• [WRITTEN INSTRUCTION]:
Convert each of the entries below into a JSON list of strings, with one string per line and blank lines left out.

BEGIN

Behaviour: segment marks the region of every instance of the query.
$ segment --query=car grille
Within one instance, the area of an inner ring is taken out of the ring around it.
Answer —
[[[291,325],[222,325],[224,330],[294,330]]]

END

• [SOLVED EXERCISE]:
[
  "Behaviour: segment marks the region of every instance of the query.",
  "$ segment --query=car grille",
  "Within one instance, the area of an inner ring is taken out of the ring around it.",
  "Answer —",
  "[[[291,325],[222,325],[224,330],[294,330]]]"
]